# [EXERCISE INSTRUCTIONS]
In this exercise, reproduce all the entries that follow exactly.

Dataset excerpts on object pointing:

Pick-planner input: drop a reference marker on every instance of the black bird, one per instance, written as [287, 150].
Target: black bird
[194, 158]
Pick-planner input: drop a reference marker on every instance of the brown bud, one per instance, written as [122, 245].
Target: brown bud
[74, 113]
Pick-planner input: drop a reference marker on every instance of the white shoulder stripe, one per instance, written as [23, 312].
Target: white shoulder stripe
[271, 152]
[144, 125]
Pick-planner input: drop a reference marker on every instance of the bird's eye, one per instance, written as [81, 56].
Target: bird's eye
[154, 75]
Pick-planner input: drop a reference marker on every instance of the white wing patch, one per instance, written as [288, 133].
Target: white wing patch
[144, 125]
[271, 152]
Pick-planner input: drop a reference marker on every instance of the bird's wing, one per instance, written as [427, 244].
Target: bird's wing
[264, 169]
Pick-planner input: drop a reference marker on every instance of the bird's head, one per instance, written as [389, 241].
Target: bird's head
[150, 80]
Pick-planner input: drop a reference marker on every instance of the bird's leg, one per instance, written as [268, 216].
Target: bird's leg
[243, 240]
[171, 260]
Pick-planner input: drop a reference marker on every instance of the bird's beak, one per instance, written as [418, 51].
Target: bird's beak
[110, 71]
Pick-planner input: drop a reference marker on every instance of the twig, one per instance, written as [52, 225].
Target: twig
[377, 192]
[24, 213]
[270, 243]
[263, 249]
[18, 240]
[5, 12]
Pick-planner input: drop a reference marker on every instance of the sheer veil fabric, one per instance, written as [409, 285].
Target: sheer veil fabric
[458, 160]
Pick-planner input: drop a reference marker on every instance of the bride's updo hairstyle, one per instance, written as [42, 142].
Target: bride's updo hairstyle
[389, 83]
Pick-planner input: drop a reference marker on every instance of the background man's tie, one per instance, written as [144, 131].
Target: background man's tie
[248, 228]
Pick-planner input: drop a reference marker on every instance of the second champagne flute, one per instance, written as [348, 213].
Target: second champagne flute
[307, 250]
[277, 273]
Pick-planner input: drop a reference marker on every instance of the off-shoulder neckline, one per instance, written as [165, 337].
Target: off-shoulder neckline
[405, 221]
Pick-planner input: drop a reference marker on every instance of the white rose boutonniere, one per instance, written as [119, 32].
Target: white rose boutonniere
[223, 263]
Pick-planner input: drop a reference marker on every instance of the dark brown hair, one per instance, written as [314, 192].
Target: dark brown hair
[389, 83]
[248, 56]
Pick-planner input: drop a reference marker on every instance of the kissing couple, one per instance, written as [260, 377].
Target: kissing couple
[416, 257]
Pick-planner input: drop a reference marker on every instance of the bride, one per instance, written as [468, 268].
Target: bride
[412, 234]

# [OUTPUT]
Pick-planner input: drop a reference marker on every instance of the black bird, one per instance, written as [287, 150].
Target: black bird
[194, 158]
Pick-planner input: drop a reference marker on every instance of the brown bud, one per instance, written as [122, 245].
Target: brown bud
[74, 113]
Pick-planner input: drop a reference marker on every instance of the white shoulder stripe, one per instance, written as [23, 312].
Target: white shoulder stripe
[271, 152]
[144, 125]
Pick-planner input: drop a reference marker on every instance of the bird's eye, one per instance, written as [81, 56].
Target: bird's eye
[154, 75]
Pick-planner input: drop a reference marker on every instance of the white wing patch, one per instance, written as [288, 133].
Target: white wing patch
[144, 125]
[271, 152]
Pick-planner input: drop a reference marker on every instance of the bird's wing, one per instance, written as [427, 244].
Target: bird's wing
[264, 169]
Pick-planner input: drop a reference marker on every instance of the bird's head, one per instance, written as [389, 241].
Target: bird's head
[150, 80]
Pick-planner input: drop a reference marker on every instance of the bird's leg, one per instance, written as [268, 216].
Target: bird's leg
[243, 240]
[171, 260]
Pick-planner input: drop a reference marker on every instance of the bird's beak, one per instance, written as [418, 51].
Target: bird's beak
[110, 71]
Pick-planner input: drop a reference marker on every instance of the twig, one per instance, written as [52, 225].
Target: twig
[377, 192]
[24, 213]
[270, 243]
[263, 249]
[18, 240]
[5, 12]
Pick-planner input: drop a reference marker on every instance of the sheer veil fabric, one per instance, written as [409, 285].
Target: sheer veil fabric
[458, 160]
Pick-planner input: drop a reference marker on every instance of the bride's updo hairstyle, one per instance, written as [42, 142].
Target: bride's updo hairstyle
[389, 83]
Pick-planner input: drop a reference marker on every instance of the background man's tie, one per instance, written as [144, 131].
Target: background man's tie
[248, 228]
Pick-planner input: drop a reference marker on every instance of the second champagne flute, one per instance, written as [348, 213].
Target: second champagne flute
[307, 250]
[277, 273]
Pick-planner input: drop a reference marker on every instance of the off-shoulder neckline, one per instance, written as [165, 337].
Target: off-shoulder neckline
[405, 221]
Pick-planner input: drop a reference marker on every instance of the white rose boutonniere, one per instance, written as [119, 32].
Target: white rose boutonniere
[223, 263]
Pick-planner input: drop a reference marker on every instance of the dark brown hair, one per instance, written as [314, 192].
Target: dark brown hair
[389, 83]
[248, 56]
Pick-planner input: drop a reference marker on every instance of the kissing couple, one per instance, written as [260, 377].
Target: kissing couple
[416, 257]
Pick-planner input: drop a reference marker on every instance of the bride, one per instance, written as [468, 268].
Target: bride
[412, 234]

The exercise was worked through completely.